◆ **Task prompt**: Your answer should be the entire listing, printed exactly.

◆ **Exercise materials**:

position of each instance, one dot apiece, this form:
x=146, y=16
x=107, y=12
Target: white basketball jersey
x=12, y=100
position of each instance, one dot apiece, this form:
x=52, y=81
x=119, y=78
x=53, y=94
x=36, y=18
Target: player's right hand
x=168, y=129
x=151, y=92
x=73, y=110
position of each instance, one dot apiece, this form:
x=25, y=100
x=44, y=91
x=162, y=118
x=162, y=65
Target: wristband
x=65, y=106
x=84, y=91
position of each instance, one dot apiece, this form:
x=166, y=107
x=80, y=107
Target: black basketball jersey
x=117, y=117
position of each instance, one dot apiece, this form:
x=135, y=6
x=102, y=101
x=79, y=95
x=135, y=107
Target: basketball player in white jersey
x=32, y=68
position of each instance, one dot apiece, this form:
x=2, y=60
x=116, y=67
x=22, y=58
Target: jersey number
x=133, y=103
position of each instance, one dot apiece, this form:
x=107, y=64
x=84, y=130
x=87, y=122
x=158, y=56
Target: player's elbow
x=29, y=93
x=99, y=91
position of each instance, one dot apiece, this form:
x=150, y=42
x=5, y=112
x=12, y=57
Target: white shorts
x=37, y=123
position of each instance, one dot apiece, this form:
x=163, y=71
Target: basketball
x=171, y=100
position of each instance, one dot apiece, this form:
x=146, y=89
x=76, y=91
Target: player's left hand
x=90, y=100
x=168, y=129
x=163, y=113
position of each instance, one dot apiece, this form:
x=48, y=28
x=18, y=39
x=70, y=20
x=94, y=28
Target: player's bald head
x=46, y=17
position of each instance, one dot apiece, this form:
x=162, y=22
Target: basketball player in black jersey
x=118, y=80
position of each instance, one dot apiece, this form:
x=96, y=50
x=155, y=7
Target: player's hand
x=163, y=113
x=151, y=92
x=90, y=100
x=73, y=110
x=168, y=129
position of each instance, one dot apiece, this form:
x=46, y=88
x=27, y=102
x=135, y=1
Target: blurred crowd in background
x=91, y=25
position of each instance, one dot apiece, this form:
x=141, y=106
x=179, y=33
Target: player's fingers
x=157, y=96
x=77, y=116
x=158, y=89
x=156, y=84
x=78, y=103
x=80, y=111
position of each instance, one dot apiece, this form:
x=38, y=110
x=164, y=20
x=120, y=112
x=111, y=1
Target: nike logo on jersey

◆ **Result of the exercise**:
position of each instance, one dot apiece, this form:
x=146, y=16
x=107, y=12
Target: white basketball jersey
x=12, y=100
position of each instance, one dot apiece, this form:
x=52, y=81
x=119, y=78
x=53, y=94
x=36, y=18
Target: player's right hand
x=168, y=129
x=151, y=92
x=73, y=110
position of each instance, one dot apiece, this form:
x=25, y=100
x=44, y=91
x=162, y=118
x=162, y=65
Target: wristband
x=65, y=106
x=84, y=91
position of each instance, one dot apiece, this form:
x=166, y=107
x=80, y=107
Target: black basketball jersey
x=117, y=117
position of each instance, one dot apiece, this form:
x=135, y=6
x=102, y=101
x=79, y=95
x=135, y=107
Target: basketball player in white jersey
x=32, y=68
position of each instance, one dot apiece, this form:
x=2, y=60
x=116, y=67
x=22, y=58
Target: jersey number
x=133, y=103
position of each instance, one dot apiece, this form:
x=107, y=64
x=84, y=130
x=87, y=122
x=158, y=56
Target: player's elbow
x=29, y=93
x=99, y=91
position of each instance, one dot apiece, this form:
x=150, y=42
x=5, y=112
x=12, y=57
Target: white shorts
x=37, y=123
position of each instance, one dot apiece, this form:
x=163, y=71
Target: basketball
x=171, y=100
position of each instance, one dot apiece, this form:
x=146, y=89
x=76, y=91
Target: player's left hand
x=90, y=100
x=168, y=129
x=163, y=113
position of each instance, one dot apiece, this form:
x=48, y=28
x=18, y=39
x=70, y=20
x=94, y=28
Target: player's bald head
x=46, y=17
position of each instance, one dot apiece, this form:
x=162, y=22
Target: basketball player in black jersey
x=118, y=80
position of each instance, one dot apiece, this form:
x=96, y=50
x=155, y=7
Target: player's hand
x=163, y=113
x=151, y=92
x=90, y=100
x=73, y=110
x=168, y=129
position of each instance, one dot apiece, this form:
x=46, y=88
x=27, y=102
x=135, y=1
Target: blurred crowd in background
x=91, y=25
position of each instance, one dot apiece, this form:
x=141, y=106
x=179, y=33
Target: player's fingers
x=157, y=96
x=77, y=116
x=158, y=89
x=156, y=84
x=78, y=103
x=80, y=111
position of each instance, one dot apiece, this form:
x=38, y=110
x=164, y=20
x=120, y=112
x=111, y=1
Target: nike logo on jersey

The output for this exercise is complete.